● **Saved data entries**
-*-*-

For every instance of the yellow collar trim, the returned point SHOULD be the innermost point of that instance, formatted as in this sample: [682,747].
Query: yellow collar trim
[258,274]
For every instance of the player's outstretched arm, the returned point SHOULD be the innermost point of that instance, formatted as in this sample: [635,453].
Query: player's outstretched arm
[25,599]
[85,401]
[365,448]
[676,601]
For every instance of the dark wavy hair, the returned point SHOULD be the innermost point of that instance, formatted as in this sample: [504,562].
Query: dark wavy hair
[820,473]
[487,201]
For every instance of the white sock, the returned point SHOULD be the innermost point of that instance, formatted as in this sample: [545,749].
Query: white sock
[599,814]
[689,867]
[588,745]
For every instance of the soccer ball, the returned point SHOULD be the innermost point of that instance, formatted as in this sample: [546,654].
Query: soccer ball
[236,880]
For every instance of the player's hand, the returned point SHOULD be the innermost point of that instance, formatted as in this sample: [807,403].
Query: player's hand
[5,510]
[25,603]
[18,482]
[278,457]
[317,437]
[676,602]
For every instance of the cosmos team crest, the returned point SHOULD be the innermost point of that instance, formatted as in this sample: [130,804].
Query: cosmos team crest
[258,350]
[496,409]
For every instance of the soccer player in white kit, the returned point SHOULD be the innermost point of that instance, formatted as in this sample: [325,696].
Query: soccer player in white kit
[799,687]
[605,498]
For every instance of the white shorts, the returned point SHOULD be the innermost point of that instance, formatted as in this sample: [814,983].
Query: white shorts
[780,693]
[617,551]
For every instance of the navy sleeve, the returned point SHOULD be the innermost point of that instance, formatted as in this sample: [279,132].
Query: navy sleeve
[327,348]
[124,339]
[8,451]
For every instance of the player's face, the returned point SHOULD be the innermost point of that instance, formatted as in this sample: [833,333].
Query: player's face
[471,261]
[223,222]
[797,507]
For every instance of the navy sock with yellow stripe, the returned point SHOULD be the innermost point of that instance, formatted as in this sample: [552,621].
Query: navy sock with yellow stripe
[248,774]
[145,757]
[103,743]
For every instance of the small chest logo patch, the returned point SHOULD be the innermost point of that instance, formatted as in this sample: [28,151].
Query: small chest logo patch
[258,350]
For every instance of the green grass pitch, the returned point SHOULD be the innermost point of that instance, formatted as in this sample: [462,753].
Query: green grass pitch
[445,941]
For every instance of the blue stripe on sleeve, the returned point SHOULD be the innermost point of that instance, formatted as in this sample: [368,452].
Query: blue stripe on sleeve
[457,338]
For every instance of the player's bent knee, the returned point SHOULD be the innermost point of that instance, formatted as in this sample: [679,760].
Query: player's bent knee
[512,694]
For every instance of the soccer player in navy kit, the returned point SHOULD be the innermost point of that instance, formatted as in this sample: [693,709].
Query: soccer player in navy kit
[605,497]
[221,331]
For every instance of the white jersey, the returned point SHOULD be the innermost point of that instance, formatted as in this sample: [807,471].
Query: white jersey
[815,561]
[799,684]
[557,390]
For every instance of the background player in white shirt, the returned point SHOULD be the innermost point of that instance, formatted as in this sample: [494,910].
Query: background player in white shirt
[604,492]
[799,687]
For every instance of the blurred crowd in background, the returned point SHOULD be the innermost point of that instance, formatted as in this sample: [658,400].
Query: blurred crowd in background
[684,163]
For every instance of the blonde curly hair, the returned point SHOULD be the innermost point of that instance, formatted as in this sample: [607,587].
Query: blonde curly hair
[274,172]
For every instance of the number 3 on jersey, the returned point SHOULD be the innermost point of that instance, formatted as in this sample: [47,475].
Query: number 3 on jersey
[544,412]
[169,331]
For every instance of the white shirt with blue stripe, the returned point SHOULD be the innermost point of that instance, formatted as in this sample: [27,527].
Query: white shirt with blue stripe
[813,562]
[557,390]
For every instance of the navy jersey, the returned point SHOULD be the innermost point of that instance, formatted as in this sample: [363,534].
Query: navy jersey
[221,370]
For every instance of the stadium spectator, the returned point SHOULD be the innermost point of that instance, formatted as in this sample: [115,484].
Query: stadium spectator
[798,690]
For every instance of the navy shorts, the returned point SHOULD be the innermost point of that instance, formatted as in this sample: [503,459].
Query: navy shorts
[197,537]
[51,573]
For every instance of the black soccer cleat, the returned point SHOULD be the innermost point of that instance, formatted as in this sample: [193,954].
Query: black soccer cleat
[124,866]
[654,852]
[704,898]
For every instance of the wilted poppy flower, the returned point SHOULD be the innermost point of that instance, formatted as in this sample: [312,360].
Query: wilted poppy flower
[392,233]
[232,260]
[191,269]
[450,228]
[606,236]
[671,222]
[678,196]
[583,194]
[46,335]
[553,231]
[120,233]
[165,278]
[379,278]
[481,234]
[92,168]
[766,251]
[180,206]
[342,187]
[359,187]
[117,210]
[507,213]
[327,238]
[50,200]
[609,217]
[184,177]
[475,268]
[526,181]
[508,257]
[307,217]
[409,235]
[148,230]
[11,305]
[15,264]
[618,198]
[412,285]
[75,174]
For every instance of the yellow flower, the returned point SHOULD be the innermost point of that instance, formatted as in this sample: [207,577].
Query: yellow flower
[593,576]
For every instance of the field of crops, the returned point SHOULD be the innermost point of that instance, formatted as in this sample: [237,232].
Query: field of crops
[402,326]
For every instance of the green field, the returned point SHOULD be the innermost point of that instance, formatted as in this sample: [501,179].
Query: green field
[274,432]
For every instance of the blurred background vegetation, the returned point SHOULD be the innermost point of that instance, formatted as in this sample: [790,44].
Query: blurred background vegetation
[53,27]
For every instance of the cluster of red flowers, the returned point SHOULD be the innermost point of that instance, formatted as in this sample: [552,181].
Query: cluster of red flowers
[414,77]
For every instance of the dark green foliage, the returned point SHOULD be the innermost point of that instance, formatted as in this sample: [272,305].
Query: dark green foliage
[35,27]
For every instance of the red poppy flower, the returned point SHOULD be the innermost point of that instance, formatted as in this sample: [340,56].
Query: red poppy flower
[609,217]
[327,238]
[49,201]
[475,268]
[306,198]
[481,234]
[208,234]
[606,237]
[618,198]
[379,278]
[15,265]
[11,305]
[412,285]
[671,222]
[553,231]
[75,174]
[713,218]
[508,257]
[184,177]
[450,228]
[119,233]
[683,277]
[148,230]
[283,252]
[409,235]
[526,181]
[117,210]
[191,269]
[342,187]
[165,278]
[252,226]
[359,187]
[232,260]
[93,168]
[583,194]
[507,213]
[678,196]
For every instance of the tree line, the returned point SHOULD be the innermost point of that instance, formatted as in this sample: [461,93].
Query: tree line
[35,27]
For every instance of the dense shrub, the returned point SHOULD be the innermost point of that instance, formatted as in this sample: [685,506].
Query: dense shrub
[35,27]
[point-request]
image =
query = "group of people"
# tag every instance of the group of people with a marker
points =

-*-*-

Copy out the full material exactly as it appears.

For every instance of the yellow collar trim, the returned point SHOULD be the innermost point of that instance, formatted as in this sample: [682,747].
Query: yellow collar trim
[258,274]
For every instance of the player's outstretched arm, the returned point SHOULD be the innermost point of that instance, formatted as in this sample: [635,453].
Query: player's outstretched arm
[25,599]
[85,401]
[365,448]
[676,601]
For every instance of the dark wavy hair, the returned point SHOULD be the innermost point of that instance, formatted as in this sample: [504,562].
Query: dark wavy hair
[820,473]
[487,201]
For every instance of the white sock, the returned point SHOULD be the innermost point of that instance, formatted as in this sample: [545,749].
Query: white sock
[599,814]
[689,867]
[588,745]
For every instance of the soccer ball, the returned point SHOULD be the innermost point of that instance, formatted as in this sample: [546,654].
Query: soccer ball
[236,880]
For every instance of the player's hand, the returned point SHOULD be the innermost point of that instance, formatted as in this sample: [807,403].
Query: player's hand
[5,510]
[25,603]
[18,482]
[278,457]
[317,437]
[676,602]
For every instance of the cosmos team crest, the returned point SHOULD be the innermost point of that instance, formatted as in this sample: [130,804].
Query: cosmos team crest
[258,350]
[496,409]
For every instance of the soccer player in white kit, the returned point SHOULD be the innermost point of that instance, formatted as in this sample: [325,696].
Query: soccer player in white kit
[799,687]
[605,498]
For every instance of the white shorts, the returned point SHOULD be the innermost point of that instance, formatted as in this sample: [814,983].
Query: white shorts
[780,693]
[617,551]
For every instance of the navy sleeve, the returned point SHOULD be the innermost point of that instance, formatted as in this sample: [279,132].
Query: navy sleeve
[327,348]
[124,339]
[8,451]
For every instance of the player's face, the returned point SHOULD be the innermost point of that instance, formatted as in this sample: [833,333].
Query: player's face
[471,261]
[223,222]
[797,507]
For every instance of the navy sock with yellow stripe, the returned point SHOULD be the innermost point of that instance, formatted as in this sample: [552,621].
Query: navy sock with yellow stripe
[248,774]
[145,757]
[103,743]
For every instance of the small chest logo patch, the returned point SHOULD be the innermost point of that instance, formatted as in this sample: [28,151].
Query: small chest logo patch
[258,350]
For every instance of the green grass pitch, the returned point SHOULD be the innermost point of that instance, formatted as in this sample: [462,753].
Query: green grass pitch
[445,941]
For every instance of the blue stripe on sleeve, the returned point SHOULD be the innermost point of that instance, formatted as in this sample: [368,452].
Query: blue stripe on sleeve
[457,338]
For every instance of the player's bent knee, the returned point SHOULD be the innermost point of that instance, formatted as in this sample: [679,760].
Query: player's bent knee
[512,694]
For every instance of the soccer player in navy kit, the returned point SHOULD be the innermost point of that instance, formatted as in this sample: [693,709].
Query: soccer player in navy kit
[605,497]
[221,331]
For every instance of the white jersey, the returned point SHOULD be the innermost point of that instance, formatted as in this sample: [807,471].
Query: white jersey
[815,561]
[799,684]
[557,390]
For every instance of the background player in white shirt, the returned point SHOULD be the innermost point of that instance, formatted as in this sample: [494,910].
Query: background player in white shirt
[604,492]
[799,687]
For every instance of the blurred crowd in background, the returned point SHOULD be the innermost point of that instance, formatted as in this sample: [658,400].
Query: blurred crowd in background
[684,163]
For every instance of the blonde curly hair, the returned point SHOULD be the innermost point of that instance, formatted as in this sample: [607,587].
Query: blonde curly hair
[274,172]
For every instance of the number 3 on jersey, the returned point SHOULD be the innermost point of that instance, formatted as in this sample: [47,475].
Query: number 3 on jersey
[544,412]
[169,331]
For every instance of the white shirt with blue stripe, the returned point SHOULD be the innermost point of that instance, formatted as in this sample: [27,527].
Query: white shirt with blue stripe
[813,562]
[557,390]
For every instance of the navy jersey, the returned point SHOULD be the innermost point of that instance, formatted as in this sample: [363,534].
Query: navy jersey
[221,370]
For every instance of the stadium spectator, the returned point SHOULD be the innermost point of that instance, formatted as in this sample: [115,484].
Query: stadium spectator
[798,690]
For every instance of the navy shorts, the returned point SHOULD be the innermost point of that instance, formatted as in this sample: [503,459].
Query: navy shorts
[197,537]
[51,573]
For every instance of the black soccer cleat, the returned point SHOULD be the innermost point of that instance, formatted as in this sample: [193,954].
Query: black soccer cleat
[124,866]
[654,852]
[704,898]
For every instance of the wilted poppy flower, the returned point SHOULD be the innermost point of that instance, formatted as in this sample: [312,360].
Query: wilted poppy flower
[392,233]
[232,260]
[191,269]
[450,228]
[606,236]
[671,222]
[678,196]
[583,194]
[46,335]
[553,231]
[120,233]
[165,278]
[379,278]
[481,234]
[92,168]
[766,251]
[180,206]
[342,187]
[359,187]
[117,210]
[507,213]
[327,238]
[50,200]
[609,217]
[184,177]
[475,268]
[526,181]
[508,257]
[307,217]
[409,235]
[148,230]
[11,305]
[15,264]
[618,198]
[412,285]
[75,174]
For every instance of the yellow flower, the returned point SHOULD be the innermost point of that instance, formatted as in this sample: [207,577].
Query: yellow flower
[593,576]
For every instance of the field of crops, the returned point SHOULD be the innermost point of that instance, formatted as in this sample: [237,232].
Query: field of crops
[402,326]
For every instance of the green field, the returned point SHOULD be the innermost point of that instance, formatted as in this sample: [501,179].
Query: green field
[274,432]
For every instance of the blurred background vegetation, the returned point SHOULD be the innermost point of that instance, formatted as in this sample: [790,44].
Query: blurred background vegetation
[53,27]
For every instance of the cluster of red flowers, the returned point SHOULD be the innermost point of that instance, formatted as in this sample: [552,181].
Query: cluster of red flowers
[414,77]
For every instance of the dark green foliage, the returned point SHOULD be the innermost point of that instance, formatted as in this sample: [272,305].
Query: dark green foliage
[35,27]
For every instance of the red poppy flower, the returned point SHOULD be the innermost point of that instance, formatted as in this sample: [340,56].
Query: red poppy flower
[609,217]
[327,238]
[49,201]
[475,268]
[306,198]
[481,234]
[208,234]
[606,237]
[618,198]
[379,278]
[15,265]
[11,305]
[412,285]
[671,222]
[553,231]
[75,174]
[713,218]
[508,257]
[184,177]
[450,228]
[119,233]
[683,277]
[148,230]
[283,252]
[409,235]
[526,181]
[117,210]
[191,269]
[342,187]
[165,278]
[252,226]
[359,187]
[232,260]
[93,168]
[583,194]
[507,213]
[678,196]
For every instance of the tree line, the returned point SHOULD be the innermost point of that instance, formatted as in this sample: [461,93].
Query: tree line
[35,27]
For every instance of the dense shrub, the returned point SHOULD be the innermost point of that instance, formatted as in this sample: [685,506].
Query: dense shrub
[35,27]
[point-request]
image =
query = "group of people"
# tag every instance of the group of people with a marker
points =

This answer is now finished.